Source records
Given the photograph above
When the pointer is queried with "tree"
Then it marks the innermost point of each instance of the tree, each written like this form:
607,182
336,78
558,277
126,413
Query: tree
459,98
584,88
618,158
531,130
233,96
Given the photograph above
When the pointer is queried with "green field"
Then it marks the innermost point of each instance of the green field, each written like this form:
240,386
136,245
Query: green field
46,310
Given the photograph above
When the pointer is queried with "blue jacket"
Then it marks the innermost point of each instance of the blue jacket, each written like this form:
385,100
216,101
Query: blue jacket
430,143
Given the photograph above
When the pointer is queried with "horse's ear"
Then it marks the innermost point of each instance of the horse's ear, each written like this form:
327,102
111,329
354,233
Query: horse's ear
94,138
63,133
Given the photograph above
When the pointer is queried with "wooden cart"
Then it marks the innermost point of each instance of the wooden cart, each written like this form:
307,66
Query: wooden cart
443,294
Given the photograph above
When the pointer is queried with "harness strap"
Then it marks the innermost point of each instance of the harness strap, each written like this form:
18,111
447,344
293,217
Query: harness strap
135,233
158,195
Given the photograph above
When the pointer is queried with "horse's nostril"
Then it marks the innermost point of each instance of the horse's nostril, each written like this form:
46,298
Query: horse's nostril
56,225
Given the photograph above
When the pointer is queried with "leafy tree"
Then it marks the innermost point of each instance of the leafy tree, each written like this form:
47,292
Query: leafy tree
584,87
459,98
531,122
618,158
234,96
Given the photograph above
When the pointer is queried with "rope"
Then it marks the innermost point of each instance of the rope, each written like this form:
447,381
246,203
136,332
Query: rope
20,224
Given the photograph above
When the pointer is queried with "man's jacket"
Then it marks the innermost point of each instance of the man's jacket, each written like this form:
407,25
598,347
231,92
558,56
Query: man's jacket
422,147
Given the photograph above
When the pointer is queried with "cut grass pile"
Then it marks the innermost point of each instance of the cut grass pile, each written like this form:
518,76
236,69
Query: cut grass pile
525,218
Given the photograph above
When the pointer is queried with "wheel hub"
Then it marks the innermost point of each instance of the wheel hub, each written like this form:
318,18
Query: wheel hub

Task brief: All of the entries above need to be set down again exactly.

Response to this exercise:
Given the photograph above
When the pointer is queried with "tree"
Then it marks the innermost point of each instance of the tree, each written like this form:
607,182
336,78
558,277
126,413
Query: tree
459,98
584,88
618,158
531,130
233,96
Given the photograph above
When the pointer is queried with "green field"
Then it marks the innermost point of each instance of the green field, each written like this form:
240,386
136,245
Query: green field
46,310
Given the photograph above
When the pointer is queried with "blue jacket"
Then it marks the innermost point of each instance of the blue jacket, each written like this form:
385,100
216,101
Query: blue jacket
430,143
Given the photograph above
When the pointer is queried with "horse's ear"
Then it marks the innermost point of each instance of the horse's ear, each written like this form:
327,102
111,329
354,233
Query: horse's ear
94,138
63,133
Given the photograph above
When the pointer is queried with "wooden cart"
Then it marks the innermost point of each instance of the wooden cart, each written like this form:
307,66
Query: wooden cart
443,294
Given the photograph above
When the pointer is queried with "harness strap"
Then it marks the innermost point of each instance of the harness strap, each written like this form:
18,111
447,344
293,217
Query: harness strap
135,233
158,195
Given the photograph above
When the pointer is queried with "horse's nostril"
Then it marks the innermost point of each instance of the horse's nostril, each written like this form:
46,298
Query: horse's nostril
56,225
Given the photograph above
When the pointer is queried with "leafy tree"
Then it marks the innermost point of each instance of the leafy tree, each written like this form:
47,292
Query: leafy tree
584,87
459,98
531,122
618,158
234,96
Given the photograph above
When the pointer is queried with "rope"
Then it marks the innermost point of each instance of the rope, each written like this form:
447,381
246,203
136,332
Query: rope
20,224
Given the photograph above
When the pointer is queried with "man's jacket"
Then it marks the innermost point of each instance of the man's jacket, each written like this form:
407,25
598,347
231,92
558,56
Query: man's jacket
422,147
Given the photograph above
When the pointer is queried with "cut grass pile"
Then it marks the innermost point of each instance of the cut grass pile, each written like this form:
518,76
236,69
Query: cut grass pile
525,218
Given the photograph above
When the pointer is queried with "wheel hub"
Then it marks the innermost point of each instance of the wheel hub, each written like this form:
318,18
Query: wheel hub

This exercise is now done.